Tuning for Performance

Instructions on how to tune various Kafka clients for performance with WarpStream.

If the WarpStream Agents aren't running at close to 80-90% CPU utilization, then you can almost certainly derive more throughput from them by tuning your clients / workload.

Write / Produce Throughput

WarpStream Agents have no local disks and write data directly to object storage. Creating files in object storage is a relatively high latency operation compared to writing to a local disk. For example, in our experience, the P99 latency for writing a 4 MiB file to S3 is ~ 400ms.

As a result of this property, WarpStream Agents will only reach their maximum write throughput with highly concurrent workloads or workloads that write large batches. This is a practical consideration that derives mathematically from the ratio of system throughput to system latency (known in queuing theory as Little’s Law).

For example, an individual WarpStream cluster can easily sustain > 1GiB/s of write throughput, but to accomplish that with write latencies of 400ms, there must be a high degree of concurrency. For example, a write rate of 1GiB/s can be achieved with 1MiB batch sizes if there are 400 concurrent produce requests at any given moment.

Not having enough outstanding requests is the single biggest reason for low write throughput when using WarpStream.

Read / Fetch Throughput

When Kafka clients issue Fetch requests, they specify a limit on the amount of data to be returned (in aggregate, and per-partition) by the Broker. In Apache Kafka, the brokers interpret the limit in terms of compressed bytes, but in WarpStream the Agents interpret the limit in terms of uncompressed bytes. For more details on why this decision was made, check out our more detailed documentation about compression in WarpStream. That said, the practical implication of this decision is that for some workloads, you will need to tune your Kafka consumer clients to request more data per individual Fetch request to achieve the same throughput with WarpStream.

Client settings

We currently have documentation and recommended settings on how to achieve high write/read throughput with the following clients:

The documentation on this page focuses on achieving as much write throughput as possible using a single "instance" of each Kafka client.

========================================================================

--- Stated task a ---
Repeat the part of the Kafka tuning guide running from "As a result" up to and including "as Little’s Law).", word for word.

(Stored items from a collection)
========================================================================

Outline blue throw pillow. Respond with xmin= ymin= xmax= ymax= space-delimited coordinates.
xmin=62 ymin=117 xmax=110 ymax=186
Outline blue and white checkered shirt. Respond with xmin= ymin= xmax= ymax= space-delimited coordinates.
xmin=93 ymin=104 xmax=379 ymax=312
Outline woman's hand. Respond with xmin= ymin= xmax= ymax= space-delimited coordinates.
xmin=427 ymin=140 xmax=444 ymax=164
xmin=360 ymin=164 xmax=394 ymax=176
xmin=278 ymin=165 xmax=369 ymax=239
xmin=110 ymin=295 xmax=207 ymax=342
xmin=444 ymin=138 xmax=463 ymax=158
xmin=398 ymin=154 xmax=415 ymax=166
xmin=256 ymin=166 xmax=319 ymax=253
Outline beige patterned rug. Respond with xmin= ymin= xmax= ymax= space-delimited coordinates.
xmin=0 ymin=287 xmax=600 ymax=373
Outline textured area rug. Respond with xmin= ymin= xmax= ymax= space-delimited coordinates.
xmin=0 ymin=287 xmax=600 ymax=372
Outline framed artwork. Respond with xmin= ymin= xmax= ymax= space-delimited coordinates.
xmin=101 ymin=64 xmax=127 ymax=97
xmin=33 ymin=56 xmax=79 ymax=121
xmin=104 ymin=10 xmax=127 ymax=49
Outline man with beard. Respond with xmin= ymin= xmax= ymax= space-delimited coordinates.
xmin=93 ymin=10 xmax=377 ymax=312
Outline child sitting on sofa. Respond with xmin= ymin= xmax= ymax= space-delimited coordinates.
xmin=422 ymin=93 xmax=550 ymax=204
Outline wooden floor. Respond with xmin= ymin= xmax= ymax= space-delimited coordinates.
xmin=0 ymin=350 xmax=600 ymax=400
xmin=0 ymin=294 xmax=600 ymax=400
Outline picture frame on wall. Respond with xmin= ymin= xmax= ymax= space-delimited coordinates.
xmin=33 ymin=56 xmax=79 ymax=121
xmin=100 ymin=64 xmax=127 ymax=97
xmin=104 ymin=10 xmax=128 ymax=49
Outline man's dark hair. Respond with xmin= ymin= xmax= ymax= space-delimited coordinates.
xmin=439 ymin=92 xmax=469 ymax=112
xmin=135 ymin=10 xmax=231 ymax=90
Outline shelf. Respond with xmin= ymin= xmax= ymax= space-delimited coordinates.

========================================================================

--- Stated task b ---
In the records, take the lines from the line with "Outline man with" up to and including the line with "xmin=135 ymin=10 xmax=231 ymax=90", and give back only those lines with "wooden" swapped for "hardwood" and everything else left unchanged.

--- Full solution a ---
As a result of this property, WarpStream Agents will only reach their maximum write throughput with highly concurrent workloads or workloads that write large batches. This is a practical consideration that derives mathematically from the ratio of system throughput to system latency (known in queuing theory as Little’s Law).

--- Full solution b ---
Outline man with beard. Respond with xmin= ymin= xmax= ymax= space-delimited coordinates.
xmin=93 ymin=10 xmax=377 ymax=312
Outline child sitting on sofa. Respond with xmin= ymin= xmax= ymax= space-delimited coordinates.
xmin=422 ymin=93 xmax=550 ymax=204
Outline hardwood floor. Respond with xmin= ymin= xmax= ymax= space-delimited coordinates.
xmin=0 ymin=350 xmax=600 ymax=400
xmin=0 ymin=294 xmax=600 ymax=400
Outline picture frame on wall. Respond with xmin= ymin= xmax= ymax= space-delimited coordinates.
xmin=33 ymin=56 xmax=79 ymax=121
xmin=100 ymin=64 xmax=127 ymax=97
xmin=104 ymin=10 xmax=128 ymax=49
Outline man's dark hair. Respond with xmin= ymin= xmax= ymax= space-delimited coordinates.
xmin=439 ymin=92 xmax=469 ymax=112
xmin=135 ymin=10 xmax=231 ymax=90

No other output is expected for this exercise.